- _Directions_
Below are entries to return in full. Keep each one exact.

══ Extracted information ══

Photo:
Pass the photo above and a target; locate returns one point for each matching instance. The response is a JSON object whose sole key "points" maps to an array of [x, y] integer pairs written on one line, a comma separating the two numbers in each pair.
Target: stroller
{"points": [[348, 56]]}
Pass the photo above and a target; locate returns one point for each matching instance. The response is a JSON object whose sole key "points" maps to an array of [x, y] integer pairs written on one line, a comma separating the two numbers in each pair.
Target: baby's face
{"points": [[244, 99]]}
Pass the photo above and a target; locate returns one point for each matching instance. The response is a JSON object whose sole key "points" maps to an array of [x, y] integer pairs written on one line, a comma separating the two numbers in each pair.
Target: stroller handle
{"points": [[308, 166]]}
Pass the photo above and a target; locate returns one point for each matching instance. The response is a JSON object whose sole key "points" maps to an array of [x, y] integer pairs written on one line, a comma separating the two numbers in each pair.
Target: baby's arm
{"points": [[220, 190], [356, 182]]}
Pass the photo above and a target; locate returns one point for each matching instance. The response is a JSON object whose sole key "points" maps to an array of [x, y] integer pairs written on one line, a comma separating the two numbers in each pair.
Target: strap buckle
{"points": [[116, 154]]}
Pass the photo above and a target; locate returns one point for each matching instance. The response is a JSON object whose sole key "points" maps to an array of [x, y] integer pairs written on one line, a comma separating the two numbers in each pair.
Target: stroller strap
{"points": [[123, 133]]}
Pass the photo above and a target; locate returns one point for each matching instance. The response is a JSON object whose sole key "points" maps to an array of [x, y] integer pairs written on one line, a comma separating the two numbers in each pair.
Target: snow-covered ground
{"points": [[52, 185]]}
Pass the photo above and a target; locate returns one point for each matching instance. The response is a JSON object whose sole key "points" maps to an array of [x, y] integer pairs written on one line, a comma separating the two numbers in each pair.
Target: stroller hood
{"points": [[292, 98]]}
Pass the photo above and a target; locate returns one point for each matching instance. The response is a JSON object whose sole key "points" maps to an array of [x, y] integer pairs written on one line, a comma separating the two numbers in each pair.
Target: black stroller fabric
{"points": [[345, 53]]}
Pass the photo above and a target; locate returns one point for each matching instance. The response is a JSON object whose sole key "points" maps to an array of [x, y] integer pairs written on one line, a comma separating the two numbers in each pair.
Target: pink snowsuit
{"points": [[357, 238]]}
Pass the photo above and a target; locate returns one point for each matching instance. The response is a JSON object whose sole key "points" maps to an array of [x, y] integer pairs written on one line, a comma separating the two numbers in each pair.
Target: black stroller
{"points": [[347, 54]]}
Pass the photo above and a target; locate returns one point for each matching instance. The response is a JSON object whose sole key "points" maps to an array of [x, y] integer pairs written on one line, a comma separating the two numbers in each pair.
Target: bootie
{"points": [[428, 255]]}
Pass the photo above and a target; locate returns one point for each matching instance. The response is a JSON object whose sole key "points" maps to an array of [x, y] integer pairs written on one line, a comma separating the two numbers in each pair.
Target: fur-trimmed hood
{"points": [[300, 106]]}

═══

- _Task output_
Photo:
Pass the photo above and a target; locate returns one point for each matching instance. The response is a JSON object whose sole key "points" maps to an array of [x, y] integer pairs written on one line, a comma separating the two numbers in each pair.
Target: stroller
{"points": [[348, 56]]}
Pass the photo above and a target; locate returns one point for each matching instance. The response is a JSON object whose sole key "points" maps to an array of [x, y] integer pairs written on one line, a comma separating the two numbers in each pair.
Target: baby's face
{"points": [[244, 99]]}
Pass the photo above and a target; locate returns one point for each matching instance. The response is a JSON object whose sole key "points" maps to an array of [x, y] integer pairs written on one line, a comma separating the two numbers in each pair.
Target: stroller handle
{"points": [[308, 166]]}
Pass the photo above and a target; locate returns one point for each matching instance. The response is a JSON object whose sole key "points" maps to an array of [x, y] integer pairs written on one line, a comma separating the two numbers in each pair.
Target: baby's arm
{"points": [[220, 190], [356, 182]]}
Pass the photo above and a target; locate returns one point for each matching instance. The response is a JSON object whose sole key "points" maps to an array of [x, y] integer pairs written on one line, a comma separating the two numbers in each pair.
Target: strap buckle
{"points": [[116, 154]]}
Pass the photo above and a target; locate returns one point for each matching instance. The response is a JSON object whose sole key "points" maps to an array of [x, y] integer pairs written on one line, a comma separating the two numbers in each pair.
Target: stroller strap
{"points": [[123, 133]]}
Pass the photo above and a target; locate returns one point for each matching instance. The response is a JSON object whose sole key "points" maps to an array of [x, y] integer pairs written on one line, a comma separating the two numbers in each pair.
Target: snow-covered ground
{"points": [[52, 185]]}
Pass the photo above and a target; locate returns one point for each matching instance. The response is a JSON object whose sole key "points" maps to an array of [x, y] integer pairs written on one line, a comma separating the two numbers in each pair.
Target: stroller hood
{"points": [[292, 98]]}
Pass the photo above and a target; locate returns one point for each matching instance. The response is a JSON object whose sole key "points" maps to an array of [x, y] integer pairs written on one line, a comma separating the two numbers in each pair.
Target: black stroller fabric
{"points": [[345, 53]]}
Pass the photo above and a target; locate returns one point for each matching instance. The response is a JSON object whose sole key "points" maps to an array of [x, y] integer pairs written on one line, a comma separating the two numbers in each pair.
Target: pink snowsuit
{"points": [[357, 238]]}
Pass the photo above and a target; locate returns one point for each matching instance. The response is a JSON object whose sole key "points" maps to an array of [x, y] integer pairs written on one line, a comma separating the two numbers in each pair.
Target: black stroller
{"points": [[347, 54]]}
Pass the photo above and a target; locate returns one point for each matching instance. The response is a JSON object whose sole key "points" maps to an array of [x, y] integer pairs written on one line, a comma separating the two numbers in each pair.
Target: bootie
{"points": [[428, 255]]}
Pass the photo above and a target; locate returns one point for each matching instance. The response is a JSON object whose sole key "points" maps to an array of [x, y] integer pairs written on one line, a comma separating the two numbers in each pair.
Target: fur-trimmed hood
{"points": [[300, 106]]}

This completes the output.